Your answer must be the records below, reproduced exactly.

[Stored data entries]
----

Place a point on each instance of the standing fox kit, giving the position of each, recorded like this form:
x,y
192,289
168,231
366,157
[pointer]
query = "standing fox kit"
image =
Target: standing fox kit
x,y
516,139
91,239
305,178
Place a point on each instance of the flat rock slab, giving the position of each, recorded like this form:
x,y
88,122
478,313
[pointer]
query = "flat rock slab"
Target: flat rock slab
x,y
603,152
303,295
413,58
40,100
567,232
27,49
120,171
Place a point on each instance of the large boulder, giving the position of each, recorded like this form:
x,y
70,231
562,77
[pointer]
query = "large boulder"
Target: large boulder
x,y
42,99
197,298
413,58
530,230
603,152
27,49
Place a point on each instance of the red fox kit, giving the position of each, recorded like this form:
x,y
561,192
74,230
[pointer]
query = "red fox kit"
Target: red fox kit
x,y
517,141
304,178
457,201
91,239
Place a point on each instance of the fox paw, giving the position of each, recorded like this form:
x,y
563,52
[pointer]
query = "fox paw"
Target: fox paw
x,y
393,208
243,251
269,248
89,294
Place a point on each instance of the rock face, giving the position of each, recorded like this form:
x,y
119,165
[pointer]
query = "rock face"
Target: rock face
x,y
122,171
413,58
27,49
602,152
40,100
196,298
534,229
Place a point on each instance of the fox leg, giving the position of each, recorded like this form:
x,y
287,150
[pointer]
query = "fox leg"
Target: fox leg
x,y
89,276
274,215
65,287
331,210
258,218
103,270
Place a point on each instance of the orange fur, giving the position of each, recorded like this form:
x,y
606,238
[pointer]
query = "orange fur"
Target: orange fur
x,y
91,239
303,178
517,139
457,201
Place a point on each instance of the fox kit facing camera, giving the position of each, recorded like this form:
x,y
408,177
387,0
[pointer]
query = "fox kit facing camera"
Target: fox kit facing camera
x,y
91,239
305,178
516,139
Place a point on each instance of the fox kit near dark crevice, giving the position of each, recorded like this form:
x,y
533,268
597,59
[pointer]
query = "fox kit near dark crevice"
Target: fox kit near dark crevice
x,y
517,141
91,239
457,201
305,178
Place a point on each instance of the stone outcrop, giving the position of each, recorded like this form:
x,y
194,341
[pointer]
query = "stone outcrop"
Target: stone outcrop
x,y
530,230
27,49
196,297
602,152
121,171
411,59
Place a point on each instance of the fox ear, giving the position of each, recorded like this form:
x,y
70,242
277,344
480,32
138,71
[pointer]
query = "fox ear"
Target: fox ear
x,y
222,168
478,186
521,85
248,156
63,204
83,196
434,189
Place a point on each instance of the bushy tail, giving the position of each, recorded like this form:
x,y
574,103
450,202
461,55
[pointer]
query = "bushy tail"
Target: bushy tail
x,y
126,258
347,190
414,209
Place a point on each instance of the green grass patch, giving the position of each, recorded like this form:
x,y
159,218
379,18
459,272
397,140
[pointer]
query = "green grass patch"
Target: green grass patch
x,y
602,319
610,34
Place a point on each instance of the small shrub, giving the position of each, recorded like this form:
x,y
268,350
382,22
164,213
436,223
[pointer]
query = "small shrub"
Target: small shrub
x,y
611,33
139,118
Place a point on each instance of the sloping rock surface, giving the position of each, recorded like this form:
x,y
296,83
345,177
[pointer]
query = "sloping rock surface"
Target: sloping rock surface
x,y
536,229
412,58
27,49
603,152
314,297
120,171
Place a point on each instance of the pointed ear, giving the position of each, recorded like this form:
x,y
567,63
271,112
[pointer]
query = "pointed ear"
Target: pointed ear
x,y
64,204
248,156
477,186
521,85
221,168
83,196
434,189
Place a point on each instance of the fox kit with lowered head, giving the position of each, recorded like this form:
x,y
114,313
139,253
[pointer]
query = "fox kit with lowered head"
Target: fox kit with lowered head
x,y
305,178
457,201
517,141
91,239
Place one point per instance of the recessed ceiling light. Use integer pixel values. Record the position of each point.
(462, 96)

----

EXERCISE ANSWER:
Place a point on each instance of the standing fox kit, giving the position of each, recorded like this form:
x,y
192,289
168,231
366,157
[pointer]
query = "standing fox kit"
image =
Target: standing fox kit
x,y
516,139
91,239
305,178
Place a point on each instance of the flat rock slab, giving the position of each, recorded like this form:
x,y
88,122
478,313
[pointer]
query = "flat rock slab"
Target: flat rock slab
x,y
603,152
303,295
413,58
40,100
567,232
27,49
120,171
Place a point on each instance of the large boulder, giving the position of each, recorded like this form:
x,y
70,231
562,77
[pointer]
query = "large boulder"
Target: large boulder
x,y
42,99
197,298
413,58
530,230
603,152
27,49
Place a point on each instance of the red fox kit, giving the position of each, recorded like this form:
x,y
561,192
74,230
[pointer]
query = "red fox kit"
Target: red fox kit
x,y
517,141
304,178
457,201
91,239
Place a point on each instance of the fox paw, giving the position of each, recorded like this form:
x,y
563,52
[pointer]
query = "fox paw"
Target: fox paw
x,y
393,208
243,251
269,248
89,294
Place a point on each instance of the rock face, giving the position of each, recorded like this form:
x,y
119,165
[pointer]
query = "rock face"
Target: rock face
x,y
122,171
413,58
27,49
602,152
40,100
196,298
534,229
Place a point on each instance of the fox leg, giving the position of each, recorded like this form:
x,y
287,150
[pointer]
query = "fox leg"
Target: fox leg
x,y
89,276
274,215
65,287
331,210
258,218
103,270
Place a point on each instance of the orange fur, giving the position of each, recorded like this form:
x,y
606,238
[pointer]
query = "orange fur"
Target: orange fur
x,y
91,239
303,178
517,139
457,201
Place a point on each instance of the fox kit facing camera, giving the position of each, recorded like this form:
x,y
408,177
387,0
[pointer]
query = "fox kit facing camera"
Target: fox kit facing camera
x,y
91,239
305,178
516,139
Place a point on each instance of the fox kit near dark crevice, giving the position of each, recorded like this form:
x,y
533,268
597,59
[pointer]
query = "fox kit near dark crevice"
Target: fox kit near dark crevice
x,y
517,141
91,239
457,201
305,178
Place a point on each instance of the stone outcrop, giving the position of each, recorded like this form:
x,y
194,341
[pointer]
query = "stone outcrop"
Target: stone outcrop
x,y
530,230
27,49
196,297
602,152
121,171
411,59
Place a point on each instance of the fox ear, giving the position of each, recorded like this form:
x,y
70,242
277,344
480,32
138,71
[pointer]
query = "fox ear"
Target: fox ear
x,y
222,168
478,186
521,85
248,156
63,204
83,196
434,189
Place a point on each instance of the bushy tail, giving the position of each, recorded like this form:
x,y
574,103
450,202
461,55
[pointer]
query = "bushy tail"
Target: bushy tail
x,y
126,258
347,190
414,209
Place a point on each instance of the green grass patch, giving the position of each, recorded like this form:
x,y
159,218
379,18
459,272
397,140
[pointer]
query = "green grass patch"
Target: green grass patch
x,y
602,319
610,34
Place a point on each instance of the small shrub, giving the position of each, recorded like this form:
x,y
268,350
382,22
164,213
436,223
[pointer]
query = "small shrub"
Target: small shrub
x,y
611,33
139,118
Place a point on each instance of the sloping rock surface, giving the position of each, recorded like this form:
x,y
296,83
345,177
[pointer]
query = "sloping rock surface"
Target: sloping rock surface
x,y
536,229
412,58
27,49
603,152
314,297
120,171
Place a point on each instance of the pointed ear, giving the position of each, recorded like this form:
x,y
567,63
271,112
[pointer]
query = "pointed ear"
Target: pointed ear
x,y
64,204
248,156
477,186
521,85
221,168
83,196
434,189
Place a point on each instance of the fox kit with lowered head, giving the position of each, recorded like this form:
x,y
114,313
139,253
[pointer]
query = "fox kit with lowered head"
Target: fox kit with lowered head
x,y
305,178
457,201
517,141
91,239
Place one point per instance of the recessed ceiling light. Use integer pixel values. Record the position of each point.
(462, 96)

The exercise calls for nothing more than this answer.